(Activity): With the pictures left out, copy the records below exactly from the first line down to the line holding "point_to(query) puts a dot on the gray", and include that line.

(Image-grounded pointing data):
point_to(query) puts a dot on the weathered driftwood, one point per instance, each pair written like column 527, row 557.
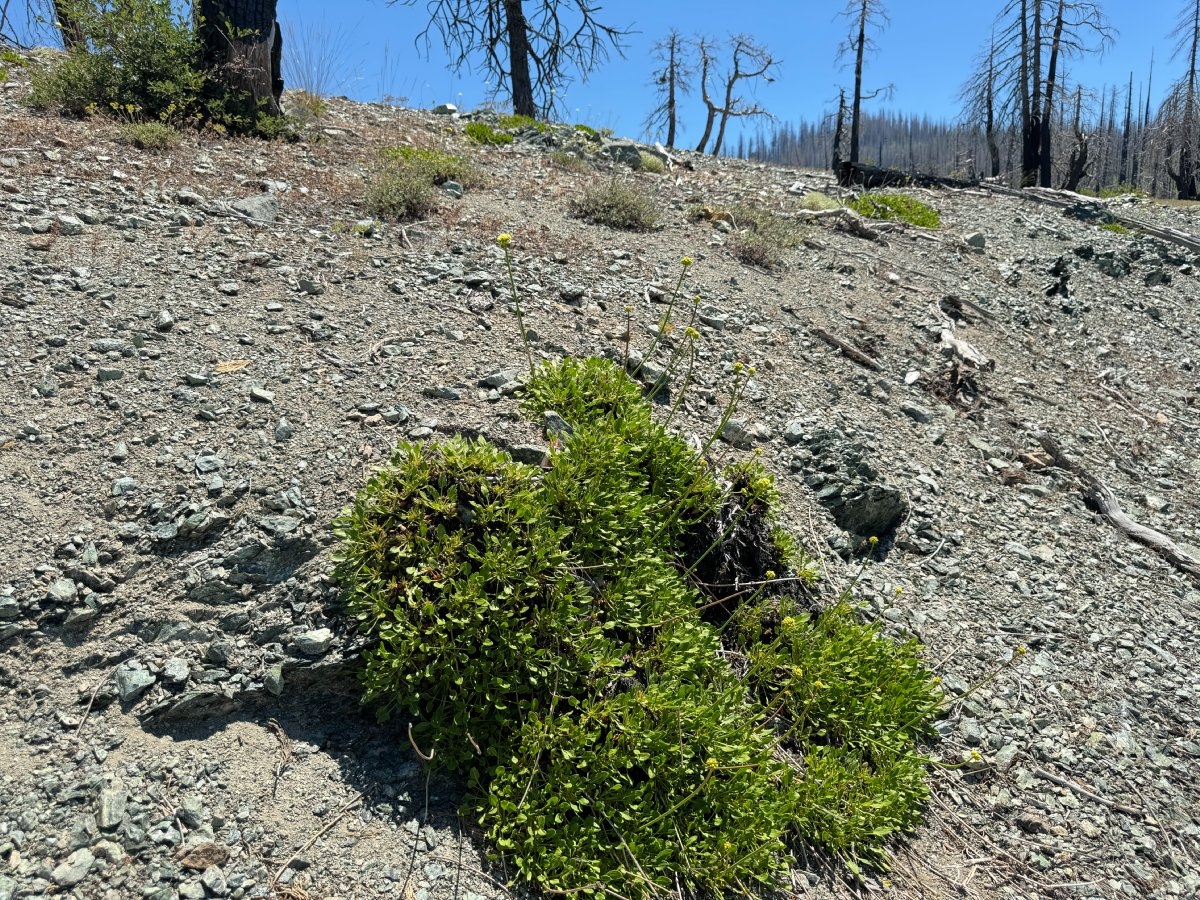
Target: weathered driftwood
column 1101, row 498
column 847, row 349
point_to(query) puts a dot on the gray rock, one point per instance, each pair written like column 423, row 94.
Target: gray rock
column 124, row 485
column 529, row 454
column 111, row 809
column 556, row 425
column 75, row 869
column 313, row 643
column 132, row 681
column 63, row 591
column 917, row 412
column 175, row 671
column 262, row 208
column 47, row 385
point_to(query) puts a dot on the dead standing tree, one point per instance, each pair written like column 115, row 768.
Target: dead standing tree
column 1180, row 117
column 671, row 82
column 243, row 49
column 528, row 51
column 749, row 61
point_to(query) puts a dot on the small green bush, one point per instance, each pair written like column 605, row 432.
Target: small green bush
column 817, row 202
column 433, row 165
column 763, row 238
column 484, row 133
column 894, row 207
column 569, row 162
column 514, row 123
column 652, row 163
column 543, row 634
column 617, row 205
column 154, row 137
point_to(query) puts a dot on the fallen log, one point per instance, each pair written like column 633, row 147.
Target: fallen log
column 1101, row 498
column 847, row 349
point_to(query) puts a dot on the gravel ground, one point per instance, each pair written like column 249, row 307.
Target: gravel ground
column 190, row 395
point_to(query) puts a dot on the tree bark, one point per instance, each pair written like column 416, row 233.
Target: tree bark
column 519, row 59
column 243, row 49
column 69, row 27
column 858, row 83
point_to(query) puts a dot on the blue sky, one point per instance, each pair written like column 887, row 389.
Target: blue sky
column 925, row 53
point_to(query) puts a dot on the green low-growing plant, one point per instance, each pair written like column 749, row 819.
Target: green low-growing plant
column 513, row 123
column 545, row 634
column 763, row 238
column 484, row 133
column 154, row 137
column 617, row 205
column 569, row 162
column 897, row 208
column 649, row 162
column 817, row 202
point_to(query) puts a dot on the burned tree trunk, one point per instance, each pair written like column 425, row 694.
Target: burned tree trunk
column 243, row 52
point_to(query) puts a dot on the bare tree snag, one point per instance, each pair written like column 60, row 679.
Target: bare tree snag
column 1101, row 498
column 847, row 349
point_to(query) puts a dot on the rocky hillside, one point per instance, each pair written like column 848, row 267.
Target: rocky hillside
column 204, row 354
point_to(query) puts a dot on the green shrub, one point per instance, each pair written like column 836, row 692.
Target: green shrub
column 569, row 162
column 514, row 123
column 817, row 202
column 544, row 634
column 143, row 61
column 154, row 137
column 763, row 238
column 617, row 205
column 397, row 192
column 894, row 207
column 433, row 165
column 484, row 133
column 649, row 162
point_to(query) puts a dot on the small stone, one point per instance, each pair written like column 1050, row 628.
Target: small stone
column 63, row 591
column 263, row 208
column 75, row 869
column 175, row 671
column 273, row 681
column 313, row 643
column 124, row 485
column 918, row 413
column 132, row 682
column 556, row 425
column 113, row 802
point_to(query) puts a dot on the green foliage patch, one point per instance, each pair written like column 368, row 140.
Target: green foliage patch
column 617, row 205
column 403, row 186
column 143, row 60
column 763, row 238
column 897, row 208
column 484, row 133
column 546, row 635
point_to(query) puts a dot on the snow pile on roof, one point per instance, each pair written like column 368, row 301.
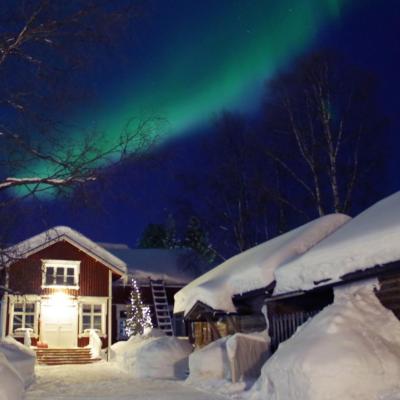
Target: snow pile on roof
column 22, row 358
column 152, row 356
column 168, row 265
column 59, row 233
column 210, row 363
column 349, row 351
column 254, row 268
column 370, row 239
column 11, row 384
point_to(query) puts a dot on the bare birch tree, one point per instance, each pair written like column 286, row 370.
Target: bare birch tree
column 322, row 117
column 43, row 47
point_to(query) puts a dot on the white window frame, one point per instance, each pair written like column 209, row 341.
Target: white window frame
column 101, row 301
column 61, row 264
column 119, row 308
column 30, row 299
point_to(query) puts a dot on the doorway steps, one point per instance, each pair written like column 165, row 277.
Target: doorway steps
column 64, row 356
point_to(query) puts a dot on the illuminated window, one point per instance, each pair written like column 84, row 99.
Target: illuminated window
column 60, row 273
column 23, row 316
column 92, row 317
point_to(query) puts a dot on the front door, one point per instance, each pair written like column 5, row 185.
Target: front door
column 59, row 322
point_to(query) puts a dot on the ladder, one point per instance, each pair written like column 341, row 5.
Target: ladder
column 161, row 306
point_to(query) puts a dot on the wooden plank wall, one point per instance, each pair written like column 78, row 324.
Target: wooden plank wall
column 389, row 292
column 26, row 274
column 283, row 326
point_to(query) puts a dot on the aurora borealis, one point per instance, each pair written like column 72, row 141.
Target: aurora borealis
column 192, row 59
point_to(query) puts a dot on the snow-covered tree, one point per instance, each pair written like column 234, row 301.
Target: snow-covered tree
column 138, row 315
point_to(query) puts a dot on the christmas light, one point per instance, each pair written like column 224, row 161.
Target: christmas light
column 138, row 315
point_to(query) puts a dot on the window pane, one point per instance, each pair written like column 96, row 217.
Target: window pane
column 97, row 322
column 17, row 322
column 87, row 308
column 18, row 307
column 70, row 280
column 97, row 308
column 30, row 307
column 29, row 319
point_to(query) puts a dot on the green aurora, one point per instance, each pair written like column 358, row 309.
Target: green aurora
column 201, row 58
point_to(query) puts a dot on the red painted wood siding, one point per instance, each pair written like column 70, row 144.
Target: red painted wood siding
column 26, row 274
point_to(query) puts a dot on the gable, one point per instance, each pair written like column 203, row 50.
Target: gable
column 62, row 233
column 25, row 275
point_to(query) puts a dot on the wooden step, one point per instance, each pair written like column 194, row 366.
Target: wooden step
column 64, row 356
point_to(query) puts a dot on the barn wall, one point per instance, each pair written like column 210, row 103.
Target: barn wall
column 389, row 292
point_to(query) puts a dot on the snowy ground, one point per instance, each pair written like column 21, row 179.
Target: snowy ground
column 104, row 381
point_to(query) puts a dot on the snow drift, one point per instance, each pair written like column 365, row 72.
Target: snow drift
column 153, row 356
column 11, row 383
column 22, row 358
column 349, row 351
column 368, row 240
column 231, row 358
column 210, row 362
column 254, row 268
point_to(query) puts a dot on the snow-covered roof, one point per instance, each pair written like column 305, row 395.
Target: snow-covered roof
column 169, row 265
column 64, row 233
column 370, row 239
column 254, row 268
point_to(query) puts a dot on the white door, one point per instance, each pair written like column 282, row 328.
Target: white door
column 59, row 323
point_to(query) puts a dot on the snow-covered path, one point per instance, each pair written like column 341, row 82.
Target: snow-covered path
column 105, row 381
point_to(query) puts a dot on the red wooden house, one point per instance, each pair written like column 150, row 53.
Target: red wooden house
column 61, row 284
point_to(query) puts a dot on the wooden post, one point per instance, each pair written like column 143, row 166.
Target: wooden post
column 109, row 316
column 3, row 313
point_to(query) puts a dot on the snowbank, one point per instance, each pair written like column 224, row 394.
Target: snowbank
column 231, row 358
column 254, row 268
column 370, row 239
column 153, row 356
column 210, row 362
column 11, row 384
column 22, row 358
column 230, row 364
column 349, row 351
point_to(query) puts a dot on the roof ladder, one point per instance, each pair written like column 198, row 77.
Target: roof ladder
column 161, row 306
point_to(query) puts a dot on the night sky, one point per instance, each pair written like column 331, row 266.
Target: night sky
column 187, row 61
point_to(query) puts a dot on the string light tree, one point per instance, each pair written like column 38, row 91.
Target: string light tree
column 138, row 315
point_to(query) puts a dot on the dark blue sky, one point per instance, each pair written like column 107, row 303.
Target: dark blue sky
column 367, row 34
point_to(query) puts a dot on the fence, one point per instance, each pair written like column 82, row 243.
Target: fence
column 284, row 326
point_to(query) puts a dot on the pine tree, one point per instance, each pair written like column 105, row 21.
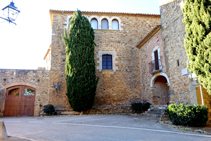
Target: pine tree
column 197, row 43
column 80, row 64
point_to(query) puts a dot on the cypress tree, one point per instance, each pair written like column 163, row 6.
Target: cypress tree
column 197, row 42
column 80, row 70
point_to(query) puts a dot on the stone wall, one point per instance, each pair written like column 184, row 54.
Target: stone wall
column 115, row 87
column 38, row 79
column 145, row 53
column 173, row 34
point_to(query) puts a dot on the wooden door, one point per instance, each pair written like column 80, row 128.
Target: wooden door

(Task response):
point_to(query) puts a dot on the weathered driftwood, one point per instance, each pair written like column 527, row 557.
Target: weathered driftwood
column 1101, row 498
column 847, row 349
point_to(query) puts a dot on the gray rock, one point per instance, each pair written like column 423, row 94.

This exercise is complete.